(Page excerpt):
Member of the Nebraska Legislature from the 9th district
- In office January 5, 1977 – August 7, 1979
- Preceded by: John Cavanaugh
- Succeeded by: Ray Powers

Personal details
- Born: March 5, 1922 Omaha, Nebraska
- Died: August 7, 1979 (aged 57) Omaha, Nebraska
- Party: Democratic
- Spouse: Marilyn Brogan ​(m. 1949)​
- Children: 8 (Patrick, Kathleen, Mary Clare, Susan, Dennis, Theresa, Kevin, Mary Frances)
- Education: Centre College, Creighton University

= Bill Brennan (Nebraska politician) =

American politician (1922–1979)

William E. "Bill" Brennan (March 5, 1922 – August 7, 1979) was a Democratic politician from Nebraska who served as a member of the Nebraska Legislature from the 9th district from 1977 until his death in 1979.

==Early career==
Brennan was born in Omaha, Nebraska, and graduated from Omaha South High School in 1940. He later attended Centre College and Creighton University, and served in the U.S. Air Force during World War II. He worked as an elevator construction worker, and joined the International Union of Elevator Constructors in 1948, and was elected president of the Nebraska AFL-CIO in 1972. He was re-elected in 1977 after his election to the legislature.

(Required actions):
a – In the biographical article on Bill Brennan, in what year was he elected president of the Nebraska AFL-CIO?
b – Write the next part of the biographical article on Bill Brennan, starting after its final sentence.

(Raw data):
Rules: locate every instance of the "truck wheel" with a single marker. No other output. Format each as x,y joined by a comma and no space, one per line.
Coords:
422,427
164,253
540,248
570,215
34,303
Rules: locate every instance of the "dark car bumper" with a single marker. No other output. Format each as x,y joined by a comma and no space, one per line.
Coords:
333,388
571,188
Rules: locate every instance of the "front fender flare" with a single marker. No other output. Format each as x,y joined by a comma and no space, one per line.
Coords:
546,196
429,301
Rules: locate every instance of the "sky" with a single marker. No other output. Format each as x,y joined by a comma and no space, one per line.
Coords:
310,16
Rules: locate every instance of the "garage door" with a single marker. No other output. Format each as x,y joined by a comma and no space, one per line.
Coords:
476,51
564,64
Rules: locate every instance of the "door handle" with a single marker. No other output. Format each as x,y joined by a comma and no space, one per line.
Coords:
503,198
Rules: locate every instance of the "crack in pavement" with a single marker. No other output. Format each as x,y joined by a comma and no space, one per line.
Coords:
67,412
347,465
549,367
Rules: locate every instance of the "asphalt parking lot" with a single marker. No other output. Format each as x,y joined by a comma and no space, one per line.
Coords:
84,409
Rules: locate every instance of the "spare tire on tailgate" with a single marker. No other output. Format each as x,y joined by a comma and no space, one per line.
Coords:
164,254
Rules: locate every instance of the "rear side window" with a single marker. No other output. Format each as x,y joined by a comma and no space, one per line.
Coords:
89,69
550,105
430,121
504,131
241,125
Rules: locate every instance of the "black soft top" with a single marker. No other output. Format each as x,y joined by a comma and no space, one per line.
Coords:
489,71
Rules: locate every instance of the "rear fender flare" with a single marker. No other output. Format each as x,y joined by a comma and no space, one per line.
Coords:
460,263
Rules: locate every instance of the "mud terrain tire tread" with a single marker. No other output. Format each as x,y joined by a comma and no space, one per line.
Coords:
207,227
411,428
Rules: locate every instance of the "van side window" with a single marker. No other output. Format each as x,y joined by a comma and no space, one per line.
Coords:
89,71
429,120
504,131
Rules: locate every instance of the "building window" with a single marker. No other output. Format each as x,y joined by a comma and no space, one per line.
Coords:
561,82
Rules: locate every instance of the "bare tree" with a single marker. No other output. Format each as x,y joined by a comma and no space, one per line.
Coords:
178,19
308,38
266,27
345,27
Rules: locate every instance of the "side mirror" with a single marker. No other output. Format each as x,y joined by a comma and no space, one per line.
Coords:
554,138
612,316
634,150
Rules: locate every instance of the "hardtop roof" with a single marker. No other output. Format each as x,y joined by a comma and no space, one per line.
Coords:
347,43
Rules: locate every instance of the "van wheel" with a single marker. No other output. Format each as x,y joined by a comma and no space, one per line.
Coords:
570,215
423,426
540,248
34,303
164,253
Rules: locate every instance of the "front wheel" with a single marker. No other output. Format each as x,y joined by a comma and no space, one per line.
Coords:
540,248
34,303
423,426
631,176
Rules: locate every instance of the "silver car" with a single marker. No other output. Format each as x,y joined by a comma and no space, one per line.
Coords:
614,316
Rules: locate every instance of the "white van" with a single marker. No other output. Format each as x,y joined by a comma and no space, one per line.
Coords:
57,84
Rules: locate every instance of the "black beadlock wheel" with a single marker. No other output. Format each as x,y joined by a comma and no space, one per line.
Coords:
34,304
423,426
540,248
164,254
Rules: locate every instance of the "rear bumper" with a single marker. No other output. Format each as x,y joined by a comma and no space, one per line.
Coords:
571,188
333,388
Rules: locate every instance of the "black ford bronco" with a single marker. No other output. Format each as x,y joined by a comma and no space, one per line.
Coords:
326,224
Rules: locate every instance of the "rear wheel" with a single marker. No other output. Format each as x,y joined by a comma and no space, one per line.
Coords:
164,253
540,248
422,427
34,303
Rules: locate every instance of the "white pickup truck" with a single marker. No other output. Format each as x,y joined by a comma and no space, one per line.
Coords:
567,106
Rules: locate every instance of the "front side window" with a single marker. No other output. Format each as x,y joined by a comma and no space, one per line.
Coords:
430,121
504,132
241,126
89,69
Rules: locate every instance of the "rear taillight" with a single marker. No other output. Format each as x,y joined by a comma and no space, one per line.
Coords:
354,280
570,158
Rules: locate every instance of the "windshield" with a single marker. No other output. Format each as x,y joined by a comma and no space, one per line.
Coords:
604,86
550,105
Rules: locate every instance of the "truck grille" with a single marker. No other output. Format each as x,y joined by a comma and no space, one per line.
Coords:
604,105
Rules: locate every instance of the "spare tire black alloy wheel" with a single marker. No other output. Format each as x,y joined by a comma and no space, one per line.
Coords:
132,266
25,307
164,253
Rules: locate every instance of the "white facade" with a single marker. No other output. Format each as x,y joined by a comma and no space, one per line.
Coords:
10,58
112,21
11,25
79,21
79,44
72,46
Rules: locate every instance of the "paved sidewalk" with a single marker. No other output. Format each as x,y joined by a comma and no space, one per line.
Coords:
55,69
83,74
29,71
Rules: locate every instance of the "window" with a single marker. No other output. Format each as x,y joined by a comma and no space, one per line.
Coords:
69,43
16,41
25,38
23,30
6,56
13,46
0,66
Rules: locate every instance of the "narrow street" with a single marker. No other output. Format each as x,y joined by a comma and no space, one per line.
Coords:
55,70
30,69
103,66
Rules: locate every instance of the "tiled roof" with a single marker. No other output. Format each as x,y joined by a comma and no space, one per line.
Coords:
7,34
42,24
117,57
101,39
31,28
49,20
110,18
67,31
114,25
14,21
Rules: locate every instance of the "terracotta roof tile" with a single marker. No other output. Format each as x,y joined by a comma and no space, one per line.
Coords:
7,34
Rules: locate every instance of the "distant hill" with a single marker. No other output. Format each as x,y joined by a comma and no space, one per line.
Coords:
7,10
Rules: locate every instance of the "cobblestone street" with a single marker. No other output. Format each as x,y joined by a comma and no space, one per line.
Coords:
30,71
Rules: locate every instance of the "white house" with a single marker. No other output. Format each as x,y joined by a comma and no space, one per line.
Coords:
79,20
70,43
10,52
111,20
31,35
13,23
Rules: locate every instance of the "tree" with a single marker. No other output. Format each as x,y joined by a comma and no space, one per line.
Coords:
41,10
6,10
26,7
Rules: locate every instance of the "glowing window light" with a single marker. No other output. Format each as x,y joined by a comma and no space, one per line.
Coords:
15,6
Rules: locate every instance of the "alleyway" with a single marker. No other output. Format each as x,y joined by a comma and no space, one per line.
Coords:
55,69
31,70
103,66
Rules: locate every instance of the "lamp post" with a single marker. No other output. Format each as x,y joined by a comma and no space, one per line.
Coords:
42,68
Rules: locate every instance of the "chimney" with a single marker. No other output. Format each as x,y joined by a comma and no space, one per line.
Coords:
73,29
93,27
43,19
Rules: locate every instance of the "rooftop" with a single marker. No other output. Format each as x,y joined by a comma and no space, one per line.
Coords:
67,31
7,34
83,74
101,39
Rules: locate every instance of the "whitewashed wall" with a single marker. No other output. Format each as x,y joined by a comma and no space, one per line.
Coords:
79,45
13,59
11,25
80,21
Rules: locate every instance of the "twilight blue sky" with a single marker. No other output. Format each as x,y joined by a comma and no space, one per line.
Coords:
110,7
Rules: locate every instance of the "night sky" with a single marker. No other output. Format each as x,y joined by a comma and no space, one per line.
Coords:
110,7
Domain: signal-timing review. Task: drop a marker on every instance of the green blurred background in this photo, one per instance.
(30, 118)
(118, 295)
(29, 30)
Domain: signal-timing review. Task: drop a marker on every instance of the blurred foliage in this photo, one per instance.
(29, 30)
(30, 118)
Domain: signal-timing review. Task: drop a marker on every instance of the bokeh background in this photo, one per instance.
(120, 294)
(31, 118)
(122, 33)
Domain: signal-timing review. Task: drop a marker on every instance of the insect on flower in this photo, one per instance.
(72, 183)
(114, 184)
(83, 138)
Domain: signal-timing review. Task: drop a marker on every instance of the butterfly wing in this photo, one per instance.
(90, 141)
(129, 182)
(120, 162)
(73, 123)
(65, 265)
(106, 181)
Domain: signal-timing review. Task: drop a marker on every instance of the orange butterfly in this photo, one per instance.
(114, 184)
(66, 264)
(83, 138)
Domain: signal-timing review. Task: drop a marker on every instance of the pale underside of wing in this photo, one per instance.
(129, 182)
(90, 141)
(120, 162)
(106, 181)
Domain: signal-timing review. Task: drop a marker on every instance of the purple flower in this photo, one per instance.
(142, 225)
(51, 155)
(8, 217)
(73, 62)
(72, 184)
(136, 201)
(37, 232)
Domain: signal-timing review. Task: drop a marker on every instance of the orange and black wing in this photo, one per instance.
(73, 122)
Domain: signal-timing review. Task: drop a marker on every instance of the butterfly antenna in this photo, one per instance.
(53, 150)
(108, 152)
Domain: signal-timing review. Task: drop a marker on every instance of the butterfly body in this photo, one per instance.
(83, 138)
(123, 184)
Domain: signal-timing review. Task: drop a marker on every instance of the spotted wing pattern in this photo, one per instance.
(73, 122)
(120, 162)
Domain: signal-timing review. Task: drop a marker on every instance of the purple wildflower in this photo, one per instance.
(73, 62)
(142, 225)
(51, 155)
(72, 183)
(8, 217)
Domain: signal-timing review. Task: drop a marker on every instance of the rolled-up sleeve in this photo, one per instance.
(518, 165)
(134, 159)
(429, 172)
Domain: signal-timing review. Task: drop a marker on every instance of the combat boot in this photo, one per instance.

(Responses for each task):
a – 1972

b –
==Nebraska Legislature==
In 1976, State Senator John Cavanaugh opted to run for Congress rather than seek re-election. Brennan ran to succeed him in the 9th district. He faced a crowded primary, and ultimately placed first, receiving 30 percent of the vote to insurance agent Sam Howell's 30 percent and teachers' union executive Pat Shafer's 25 percent. Brennan and Howell advanced to the general election. Brennan defeated Howell, winning 55–45 percent.

==Death==
Brennan died on August 7, 1979, several weeks after emergency surgery for an aneurysm.